**REQUISITOS DEL EJERCICIO:**
Responda estas preguntas sobre el fragmento acerca de la educación:
1. ¿Qué vio el niño en el taller en el lugar de la enorme piedra?
2. ¿De qué palabra latina procede "educar" y qué significa?
3. ¿Qué misión irrenunciable se atribuye al educador?

**EXTRACTO DEL DOCUMENTO:**
+++
Volvió el niño al taller a los pocos meses, y vio sorprendido que, en el lugar
de la enorme piedra, se erguía un hermosísimo caballo que parecía ansioso por
librarse de la fijeza de la estatua y ponerse a galopar. El niño se dirigió al
escultor y le dijo: “¿cómo sabías tú que dentro de esa piedra se escondía ese
caballo?
Educar
viene del latín, educere, que significa sacar de adentro. Es
educador quien no ve en cada alumno la piedra tosca y desigual que vemos los
demás, sino la obra de arte que se encuentra adentro, y entiende su misión como
el que ayuda a limar las asperezas, a curar las magulladuras, el que contribuye
a que aflore el ser maravilloso que todos llevamos en potencia. La educación
implica una tarea de liberación y de responsabilización(62). El educador tiene
una irrenunciable misión de partero de la personalidad. Es alguien que entiende
y asume la transcendencia de su misión, consciente de que no se agota con
impartir conocimientos o propiciar el desarrollo de habilidades y destrezas,
sino que se dirige a formar personas, a enseñar a vivir con autenticidad, con
sentido y con proyecto, con valores definidos, con realidades, incógnitas y
esperanzas.
+++
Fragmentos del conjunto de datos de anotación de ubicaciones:

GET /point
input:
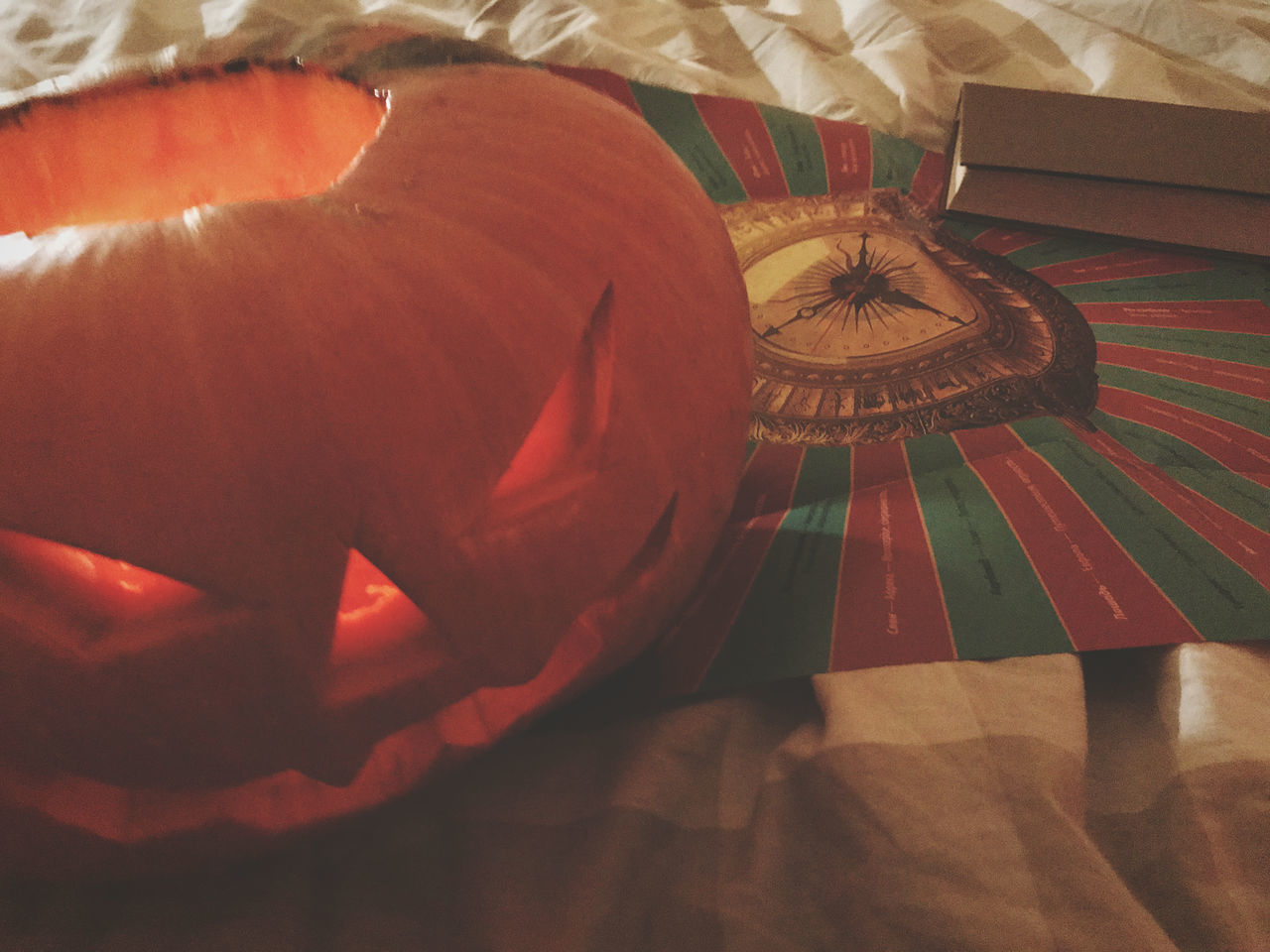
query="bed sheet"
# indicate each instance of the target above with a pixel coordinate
(1112, 801)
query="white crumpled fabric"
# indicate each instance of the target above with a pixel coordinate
(1118, 801)
(896, 64)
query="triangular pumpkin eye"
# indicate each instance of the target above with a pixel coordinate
(373, 613)
(90, 585)
(563, 445)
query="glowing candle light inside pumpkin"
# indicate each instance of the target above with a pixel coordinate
(91, 585)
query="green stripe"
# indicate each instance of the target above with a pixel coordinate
(988, 583)
(1192, 467)
(1218, 344)
(1220, 599)
(798, 145)
(964, 230)
(1062, 249)
(675, 117)
(894, 160)
(1233, 408)
(785, 626)
(1228, 281)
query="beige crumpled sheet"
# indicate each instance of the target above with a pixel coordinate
(1119, 801)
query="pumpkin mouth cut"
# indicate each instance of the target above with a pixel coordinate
(150, 150)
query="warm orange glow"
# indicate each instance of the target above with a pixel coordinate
(373, 613)
(143, 151)
(91, 585)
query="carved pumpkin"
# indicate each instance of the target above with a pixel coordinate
(343, 431)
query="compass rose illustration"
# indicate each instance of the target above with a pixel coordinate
(869, 287)
(873, 324)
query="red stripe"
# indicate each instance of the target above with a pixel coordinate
(1237, 316)
(762, 500)
(602, 80)
(929, 181)
(740, 132)
(1002, 243)
(847, 155)
(1100, 593)
(1223, 375)
(1232, 445)
(1130, 263)
(889, 607)
(1242, 543)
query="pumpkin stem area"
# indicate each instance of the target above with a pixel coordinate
(153, 149)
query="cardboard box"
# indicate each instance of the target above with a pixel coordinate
(1148, 172)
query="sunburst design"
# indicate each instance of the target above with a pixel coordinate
(865, 290)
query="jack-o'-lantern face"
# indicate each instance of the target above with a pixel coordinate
(285, 477)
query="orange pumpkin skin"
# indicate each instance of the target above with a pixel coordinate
(409, 458)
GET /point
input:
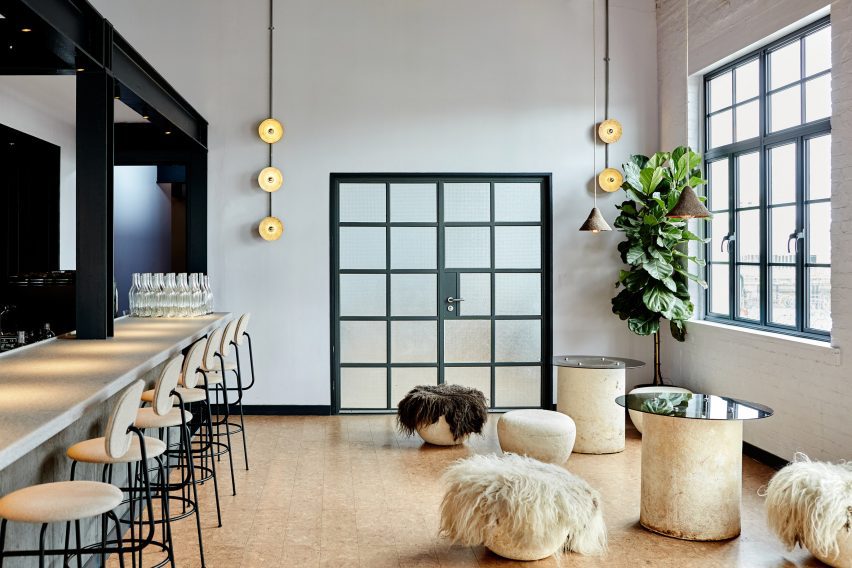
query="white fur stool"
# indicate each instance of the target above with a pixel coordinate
(635, 415)
(810, 504)
(521, 508)
(541, 434)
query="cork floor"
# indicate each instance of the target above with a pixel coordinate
(347, 491)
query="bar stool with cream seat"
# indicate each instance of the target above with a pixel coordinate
(221, 370)
(162, 415)
(189, 395)
(213, 370)
(74, 501)
(138, 451)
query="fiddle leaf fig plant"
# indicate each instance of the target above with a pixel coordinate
(656, 283)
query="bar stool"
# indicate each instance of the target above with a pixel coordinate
(214, 380)
(224, 366)
(74, 501)
(188, 395)
(162, 415)
(95, 451)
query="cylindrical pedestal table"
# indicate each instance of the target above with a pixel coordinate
(692, 462)
(586, 390)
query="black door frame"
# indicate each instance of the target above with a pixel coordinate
(335, 179)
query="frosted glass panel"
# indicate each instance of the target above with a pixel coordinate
(414, 247)
(362, 294)
(467, 247)
(414, 341)
(413, 202)
(517, 386)
(517, 294)
(362, 248)
(517, 247)
(467, 341)
(517, 340)
(517, 202)
(362, 203)
(363, 342)
(413, 294)
(363, 388)
(478, 378)
(476, 291)
(403, 379)
(467, 202)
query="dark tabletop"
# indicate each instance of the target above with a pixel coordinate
(694, 405)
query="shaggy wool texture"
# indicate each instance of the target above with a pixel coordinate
(809, 503)
(464, 409)
(523, 500)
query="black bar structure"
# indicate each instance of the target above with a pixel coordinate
(72, 37)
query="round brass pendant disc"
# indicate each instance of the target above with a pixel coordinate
(271, 228)
(270, 179)
(270, 131)
(610, 131)
(610, 180)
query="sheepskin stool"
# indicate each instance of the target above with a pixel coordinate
(444, 415)
(521, 508)
(541, 434)
(810, 504)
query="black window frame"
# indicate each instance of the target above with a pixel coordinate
(762, 144)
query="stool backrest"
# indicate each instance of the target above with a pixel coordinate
(117, 437)
(214, 342)
(227, 337)
(242, 325)
(192, 362)
(169, 377)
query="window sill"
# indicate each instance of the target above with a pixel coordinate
(822, 350)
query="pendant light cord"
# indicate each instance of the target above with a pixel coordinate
(271, 31)
(595, 102)
(606, 75)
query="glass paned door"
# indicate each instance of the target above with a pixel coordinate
(440, 279)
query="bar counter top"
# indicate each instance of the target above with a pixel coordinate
(46, 387)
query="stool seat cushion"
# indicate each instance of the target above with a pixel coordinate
(188, 395)
(60, 501)
(541, 434)
(809, 503)
(147, 418)
(464, 410)
(521, 508)
(94, 451)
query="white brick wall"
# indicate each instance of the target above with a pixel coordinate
(808, 385)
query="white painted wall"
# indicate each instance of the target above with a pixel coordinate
(385, 85)
(806, 383)
(28, 104)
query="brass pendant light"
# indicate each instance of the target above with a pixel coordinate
(270, 179)
(595, 223)
(271, 228)
(270, 131)
(610, 180)
(610, 131)
(688, 205)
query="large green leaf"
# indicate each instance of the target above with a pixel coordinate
(659, 269)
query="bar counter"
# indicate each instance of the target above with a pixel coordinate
(46, 387)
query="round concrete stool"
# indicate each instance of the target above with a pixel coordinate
(541, 434)
(586, 390)
(635, 415)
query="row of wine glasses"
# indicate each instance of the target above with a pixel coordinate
(158, 295)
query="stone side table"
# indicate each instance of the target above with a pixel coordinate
(586, 390)
(692, 462)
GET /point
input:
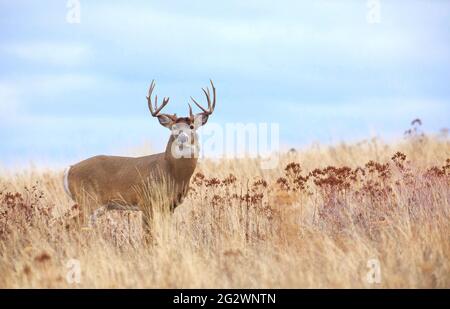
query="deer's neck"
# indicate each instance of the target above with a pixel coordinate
(181, 168)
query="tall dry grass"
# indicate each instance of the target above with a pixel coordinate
(315, 221)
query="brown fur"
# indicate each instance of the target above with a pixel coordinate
(113, 180)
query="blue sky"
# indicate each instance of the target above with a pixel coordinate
(318, 68)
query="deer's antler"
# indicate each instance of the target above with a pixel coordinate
(155, 112)
(211, 106)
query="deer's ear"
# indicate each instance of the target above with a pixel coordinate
(165, 121)
(200, 120)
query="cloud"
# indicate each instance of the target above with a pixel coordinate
(53, 53)
(9, 100)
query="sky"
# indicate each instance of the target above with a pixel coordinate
(324, 71)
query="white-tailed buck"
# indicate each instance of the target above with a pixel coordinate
(112, 180)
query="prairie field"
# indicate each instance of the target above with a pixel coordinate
(364, 215)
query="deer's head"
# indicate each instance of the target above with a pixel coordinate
(183, 129)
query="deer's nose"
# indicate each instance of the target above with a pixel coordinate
(183, 138)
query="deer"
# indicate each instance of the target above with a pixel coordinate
+++
**RESULTADO DEL EJERCICIO:**
1. Vio un hermosísimo caballo que parecía ansioso por librarse de la fijeza de la estatua y ponerse a galopar.
2. Procede de "educere", que significa sacar de adentro.
3. La misión de partero de la personalidad.